The task:
Lines before the one containing "Query: bench player" are left out; return that line and all lines after it, exactly, through the end of the records below.

Materials provided:
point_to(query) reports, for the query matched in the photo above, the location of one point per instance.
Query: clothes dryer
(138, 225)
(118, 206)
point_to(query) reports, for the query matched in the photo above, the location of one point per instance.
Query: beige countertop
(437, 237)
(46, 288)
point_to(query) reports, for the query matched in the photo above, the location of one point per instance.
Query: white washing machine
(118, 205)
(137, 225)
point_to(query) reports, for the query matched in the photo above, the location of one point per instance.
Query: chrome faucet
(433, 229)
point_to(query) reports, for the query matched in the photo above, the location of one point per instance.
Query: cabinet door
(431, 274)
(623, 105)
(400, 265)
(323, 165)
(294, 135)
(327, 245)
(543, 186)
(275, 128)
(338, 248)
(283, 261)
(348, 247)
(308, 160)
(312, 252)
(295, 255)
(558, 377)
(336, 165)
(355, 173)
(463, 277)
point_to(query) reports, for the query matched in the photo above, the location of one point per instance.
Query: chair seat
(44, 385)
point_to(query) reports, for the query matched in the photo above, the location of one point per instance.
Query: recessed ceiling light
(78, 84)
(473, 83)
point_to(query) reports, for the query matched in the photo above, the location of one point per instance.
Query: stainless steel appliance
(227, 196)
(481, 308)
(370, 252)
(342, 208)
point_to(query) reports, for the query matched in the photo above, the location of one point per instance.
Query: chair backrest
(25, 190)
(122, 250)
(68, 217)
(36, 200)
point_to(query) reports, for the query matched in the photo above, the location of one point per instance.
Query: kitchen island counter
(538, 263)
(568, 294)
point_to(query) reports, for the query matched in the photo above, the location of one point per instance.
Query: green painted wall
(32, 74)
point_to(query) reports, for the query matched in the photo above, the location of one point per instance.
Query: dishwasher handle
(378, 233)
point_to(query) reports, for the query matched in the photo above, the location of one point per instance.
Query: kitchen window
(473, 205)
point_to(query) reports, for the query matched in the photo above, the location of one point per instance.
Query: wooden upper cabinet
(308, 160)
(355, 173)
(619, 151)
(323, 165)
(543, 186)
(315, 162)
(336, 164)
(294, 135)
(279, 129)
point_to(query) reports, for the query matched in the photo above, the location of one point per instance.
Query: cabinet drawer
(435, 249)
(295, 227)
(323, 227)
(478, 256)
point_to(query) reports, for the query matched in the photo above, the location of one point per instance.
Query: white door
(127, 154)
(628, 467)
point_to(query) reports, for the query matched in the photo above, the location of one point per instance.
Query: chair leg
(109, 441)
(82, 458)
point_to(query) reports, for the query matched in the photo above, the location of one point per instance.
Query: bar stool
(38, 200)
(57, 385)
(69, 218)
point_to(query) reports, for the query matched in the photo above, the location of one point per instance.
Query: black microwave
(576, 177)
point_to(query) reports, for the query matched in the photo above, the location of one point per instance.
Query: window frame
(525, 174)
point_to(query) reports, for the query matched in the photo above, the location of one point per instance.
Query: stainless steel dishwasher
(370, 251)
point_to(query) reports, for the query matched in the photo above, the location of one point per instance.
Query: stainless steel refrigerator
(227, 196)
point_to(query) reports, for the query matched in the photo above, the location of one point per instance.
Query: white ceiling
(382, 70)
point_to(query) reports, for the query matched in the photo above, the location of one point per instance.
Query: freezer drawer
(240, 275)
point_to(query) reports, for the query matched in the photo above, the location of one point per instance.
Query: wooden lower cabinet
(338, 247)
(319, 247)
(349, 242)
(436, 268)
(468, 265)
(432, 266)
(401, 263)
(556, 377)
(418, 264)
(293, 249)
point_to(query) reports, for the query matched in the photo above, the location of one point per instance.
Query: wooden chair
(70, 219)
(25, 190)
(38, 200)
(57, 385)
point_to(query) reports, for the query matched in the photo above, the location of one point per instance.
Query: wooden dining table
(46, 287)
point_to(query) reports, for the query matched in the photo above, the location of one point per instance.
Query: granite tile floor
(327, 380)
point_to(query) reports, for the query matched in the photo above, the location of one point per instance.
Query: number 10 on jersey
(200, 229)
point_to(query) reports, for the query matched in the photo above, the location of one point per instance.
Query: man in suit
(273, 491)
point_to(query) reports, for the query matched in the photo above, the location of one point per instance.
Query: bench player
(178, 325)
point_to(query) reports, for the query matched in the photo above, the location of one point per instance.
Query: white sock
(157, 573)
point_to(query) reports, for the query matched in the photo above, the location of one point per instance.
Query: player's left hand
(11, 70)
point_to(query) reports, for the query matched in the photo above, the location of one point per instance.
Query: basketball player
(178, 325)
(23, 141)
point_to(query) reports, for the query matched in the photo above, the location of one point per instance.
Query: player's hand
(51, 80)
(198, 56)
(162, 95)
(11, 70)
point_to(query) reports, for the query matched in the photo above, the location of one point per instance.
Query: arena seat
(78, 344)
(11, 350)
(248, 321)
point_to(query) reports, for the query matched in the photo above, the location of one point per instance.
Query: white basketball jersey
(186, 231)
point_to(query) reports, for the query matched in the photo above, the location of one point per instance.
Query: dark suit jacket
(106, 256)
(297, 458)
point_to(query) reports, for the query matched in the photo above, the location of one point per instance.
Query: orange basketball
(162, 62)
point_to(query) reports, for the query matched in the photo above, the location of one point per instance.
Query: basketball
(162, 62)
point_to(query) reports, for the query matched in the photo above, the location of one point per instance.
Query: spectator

Answer for this exercise:
Query: bench player
(178, 325)
point_to(query) reports, for the query matched in the photo above, the location of one point per instance.
Query: white sock
(157, 573)
point_to(query) reports, for the query matched in the photo above, the location of one point per instance.
Query: player's left hand
(11, 70)
point_to(query) reports, for the query matched in the photo above, the location of one point per instance.
Query: basketball player
(178, 325)
(23, 141)
point_to(query) reports, for the query matched in the photo above, the location of one point per instance.
Query: player's hand
(51, 80)
(198, 56)
(162, 95)
(11, 70)
point_to(query) reports, for the query matched in the photo above, the location of one point per instance.
Query: arena seat
(78, 344)
(11, 350)
(248, 321)
point_to(query) reports, for the query matched in the photo above, the location of one point per instance.
Query: white basketball jersey
(186, 231)
point_to(query) reports, for the query matched in the photo above, the location of one point per instance.
Query: dark suit jacket
(106, 256)
(297, 458)
point_to(query) reports, for the query matched in the photo above, the location of one point per instance.
Query: orange basketball
(162, 62)
point_to(query) reports, for the query matched in the photo above, the location of one point per instance.
Query: basketball
(162, 62)
point_to(query) reports, for the query matched in the photo above, the location of one point per instance.
Query: spectator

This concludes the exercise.